## [Work instructions]
Extract every line of the items below that contains the string "stone". Letter case is significant.

--- Start of Data section ---

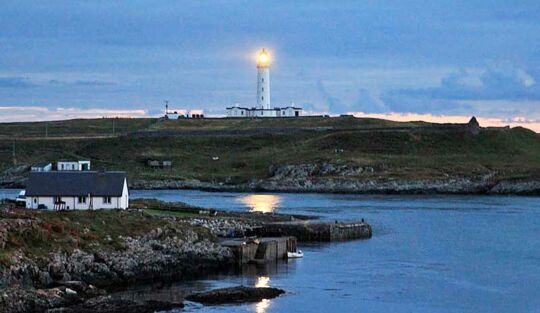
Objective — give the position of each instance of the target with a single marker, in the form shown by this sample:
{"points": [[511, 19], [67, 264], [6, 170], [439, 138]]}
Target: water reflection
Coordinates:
{"points": [[262, 282], [261, 203], [262, 306]]}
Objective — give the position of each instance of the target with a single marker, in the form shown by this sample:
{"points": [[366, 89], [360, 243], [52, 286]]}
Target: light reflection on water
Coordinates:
{"points": [[261, 203], [262, 282]]}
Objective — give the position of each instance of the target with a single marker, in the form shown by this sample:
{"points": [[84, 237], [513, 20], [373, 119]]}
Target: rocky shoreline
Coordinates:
{"points": [[73, 261], [464, 186], [333, 178]]}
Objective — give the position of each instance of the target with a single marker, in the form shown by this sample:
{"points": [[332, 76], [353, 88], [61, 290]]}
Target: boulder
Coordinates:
{"points": [[238, 294]]}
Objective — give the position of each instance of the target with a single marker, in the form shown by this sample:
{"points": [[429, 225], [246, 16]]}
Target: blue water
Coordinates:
{"points": [[428, 254]]}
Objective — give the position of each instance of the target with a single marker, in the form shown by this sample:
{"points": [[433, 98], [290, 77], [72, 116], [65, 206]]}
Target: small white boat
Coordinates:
{"points": [[295, 255]]}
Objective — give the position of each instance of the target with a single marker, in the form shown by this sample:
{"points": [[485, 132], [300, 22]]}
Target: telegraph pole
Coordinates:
{"points": [[14, 155]]}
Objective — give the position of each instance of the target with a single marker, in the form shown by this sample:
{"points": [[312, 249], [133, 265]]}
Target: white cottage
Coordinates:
{"points": [[73, 165], [77, 190]]}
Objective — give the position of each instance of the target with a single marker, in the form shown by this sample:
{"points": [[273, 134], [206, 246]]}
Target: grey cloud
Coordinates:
{"points": [[495, 84], [15, 82], [84, 83]]}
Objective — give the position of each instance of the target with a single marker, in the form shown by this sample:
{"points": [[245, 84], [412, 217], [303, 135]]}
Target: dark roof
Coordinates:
{"points": [[109, 184], [42, 164]]}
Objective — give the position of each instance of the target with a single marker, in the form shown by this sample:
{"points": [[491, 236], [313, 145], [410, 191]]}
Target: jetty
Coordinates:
{"points": [[262, 250], [316, 230]]}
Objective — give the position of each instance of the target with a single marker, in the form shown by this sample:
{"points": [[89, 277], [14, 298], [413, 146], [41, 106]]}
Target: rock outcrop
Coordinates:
{"points": [[341, 178], [239, 294]]}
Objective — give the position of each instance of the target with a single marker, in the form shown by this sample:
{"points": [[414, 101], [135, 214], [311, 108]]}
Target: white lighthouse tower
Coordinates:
{"points": [[263, 80], [263, 108]]}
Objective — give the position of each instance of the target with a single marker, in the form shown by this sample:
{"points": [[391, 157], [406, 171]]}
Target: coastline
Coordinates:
{"points": [[68, 261], [458, 186], [453, 186]]}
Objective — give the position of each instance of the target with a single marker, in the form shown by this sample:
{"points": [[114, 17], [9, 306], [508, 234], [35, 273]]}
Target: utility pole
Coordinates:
{"points": [[14, 155]]}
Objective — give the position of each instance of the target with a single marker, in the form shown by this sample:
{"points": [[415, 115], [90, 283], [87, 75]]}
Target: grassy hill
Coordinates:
{"points": [[396, 150]]}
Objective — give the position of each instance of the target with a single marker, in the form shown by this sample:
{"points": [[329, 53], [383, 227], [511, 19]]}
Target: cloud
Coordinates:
{"points": [[37, 113], [492, 84], [84, 83], [15, 82], [484, 121]]}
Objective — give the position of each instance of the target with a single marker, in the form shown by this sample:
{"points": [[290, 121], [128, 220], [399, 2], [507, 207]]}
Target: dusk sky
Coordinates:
{"points": [[431, 60]]}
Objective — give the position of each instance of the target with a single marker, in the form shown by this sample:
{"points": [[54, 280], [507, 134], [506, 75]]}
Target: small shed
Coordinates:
{"points": [[41, 167]]}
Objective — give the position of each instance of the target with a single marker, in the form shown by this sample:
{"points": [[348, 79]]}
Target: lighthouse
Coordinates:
{"points": [[263, 80], [263, 108]]}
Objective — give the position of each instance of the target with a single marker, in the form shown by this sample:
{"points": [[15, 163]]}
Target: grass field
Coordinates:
{"points": [[395, 150]]}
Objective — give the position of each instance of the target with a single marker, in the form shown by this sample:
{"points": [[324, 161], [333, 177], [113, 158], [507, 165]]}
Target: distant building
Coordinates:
{"points": [[181, 113], [263, 108], [41, 167], [73, 166], [172, 115], [77, 190], [159, 164], [237, 111]]}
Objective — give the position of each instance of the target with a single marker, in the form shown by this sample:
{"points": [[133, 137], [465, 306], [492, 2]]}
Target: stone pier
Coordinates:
{"points": [[317, 230], [261, 250]]}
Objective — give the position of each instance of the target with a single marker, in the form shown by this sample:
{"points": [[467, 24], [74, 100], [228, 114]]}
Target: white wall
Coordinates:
{"points": [[263, 87], [67, 166], [121, 202], [236, 112]]}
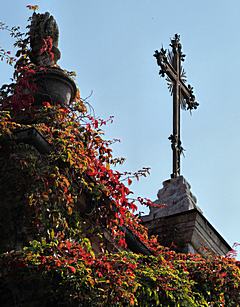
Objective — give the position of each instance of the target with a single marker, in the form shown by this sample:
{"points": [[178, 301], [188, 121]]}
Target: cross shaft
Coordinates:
{"points": [[170, 64]]}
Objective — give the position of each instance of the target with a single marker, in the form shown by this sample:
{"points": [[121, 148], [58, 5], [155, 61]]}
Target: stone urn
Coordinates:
{"points": [[53, 86]]}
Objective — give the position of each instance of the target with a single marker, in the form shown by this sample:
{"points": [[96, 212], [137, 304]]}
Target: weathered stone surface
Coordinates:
{"points": [[176, 197], [188, 232], [181, 224]]}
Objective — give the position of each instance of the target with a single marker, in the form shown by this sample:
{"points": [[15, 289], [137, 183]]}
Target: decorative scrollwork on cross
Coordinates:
{"points": [[171, 68]]}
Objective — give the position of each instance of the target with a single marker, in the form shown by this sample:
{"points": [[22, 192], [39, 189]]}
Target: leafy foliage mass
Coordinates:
{"points": [[78, 208]]}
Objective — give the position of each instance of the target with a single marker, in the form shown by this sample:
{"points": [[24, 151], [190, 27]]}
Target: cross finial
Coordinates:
{"points": [[170, 66]]}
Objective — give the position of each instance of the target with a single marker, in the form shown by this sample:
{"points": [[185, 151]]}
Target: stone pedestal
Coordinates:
{"points": [[180, 223]]}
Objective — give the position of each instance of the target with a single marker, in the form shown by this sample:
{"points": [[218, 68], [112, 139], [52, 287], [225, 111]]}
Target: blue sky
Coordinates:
{"points": [[110, 45]]}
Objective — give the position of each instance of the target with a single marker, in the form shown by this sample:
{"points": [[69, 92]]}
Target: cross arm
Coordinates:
{"points": [[166, 67], [187, 93]]}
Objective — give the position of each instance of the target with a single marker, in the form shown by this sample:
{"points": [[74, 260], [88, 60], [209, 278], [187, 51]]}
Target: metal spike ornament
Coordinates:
{"points": [[170, 66]]}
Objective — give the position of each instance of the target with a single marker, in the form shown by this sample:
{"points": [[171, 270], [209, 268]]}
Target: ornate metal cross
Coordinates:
{"points": [[170, 64]]}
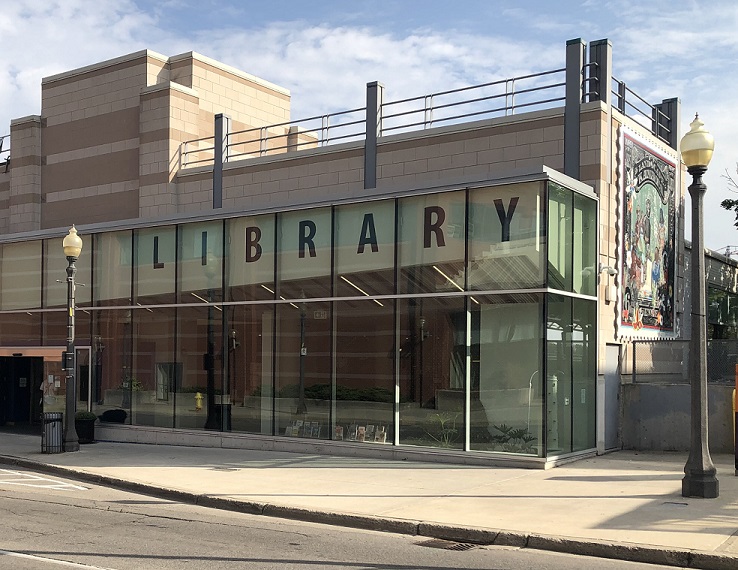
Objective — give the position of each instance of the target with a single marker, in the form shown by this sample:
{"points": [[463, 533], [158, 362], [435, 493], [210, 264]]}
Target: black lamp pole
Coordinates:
{"points": [[72, 248], [699, 472]]}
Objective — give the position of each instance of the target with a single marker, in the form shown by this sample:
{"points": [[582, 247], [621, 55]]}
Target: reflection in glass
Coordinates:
{"points": [[506, 356], [113, 339], [303, 370], [364, 249], [154, 367], [250, 365], [432, 376], [304, 255], [506, 237], [584, 374], [431, 243], [560, 237], [20, 278], [199, 388], [365, 363], [559, 381]]}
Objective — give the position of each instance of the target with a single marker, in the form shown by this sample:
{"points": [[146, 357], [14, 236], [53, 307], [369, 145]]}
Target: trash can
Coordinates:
{"points": [[52, 432]]}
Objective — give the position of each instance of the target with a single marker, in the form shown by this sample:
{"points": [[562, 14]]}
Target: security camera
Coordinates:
{"points": [[611, 271]]}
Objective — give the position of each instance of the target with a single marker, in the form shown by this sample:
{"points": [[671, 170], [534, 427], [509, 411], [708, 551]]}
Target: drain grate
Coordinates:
{"points": [[446, 544]]}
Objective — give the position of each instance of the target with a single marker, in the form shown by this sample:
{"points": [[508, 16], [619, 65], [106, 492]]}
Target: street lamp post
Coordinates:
{"points": [[72, 247], [699, 472]]}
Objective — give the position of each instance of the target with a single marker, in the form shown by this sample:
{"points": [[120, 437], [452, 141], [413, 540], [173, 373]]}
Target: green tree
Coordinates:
{"points": [[729, 204]]}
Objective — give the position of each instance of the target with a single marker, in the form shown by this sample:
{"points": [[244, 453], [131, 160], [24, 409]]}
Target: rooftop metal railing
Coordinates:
{"points": [[4, 153], [505, 97], [629, 103], [497, 98], [317, 131]]}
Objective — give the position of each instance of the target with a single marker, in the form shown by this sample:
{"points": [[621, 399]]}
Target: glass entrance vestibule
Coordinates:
{"points": [[461, 319]]}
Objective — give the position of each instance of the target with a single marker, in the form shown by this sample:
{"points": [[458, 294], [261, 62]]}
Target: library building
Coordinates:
{"points": [[445, 277]]}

--- End of Data section ---

## [The response]
Target: stone pier
Target: stone urn
Target: weathered stone surface
Target: stone pedestal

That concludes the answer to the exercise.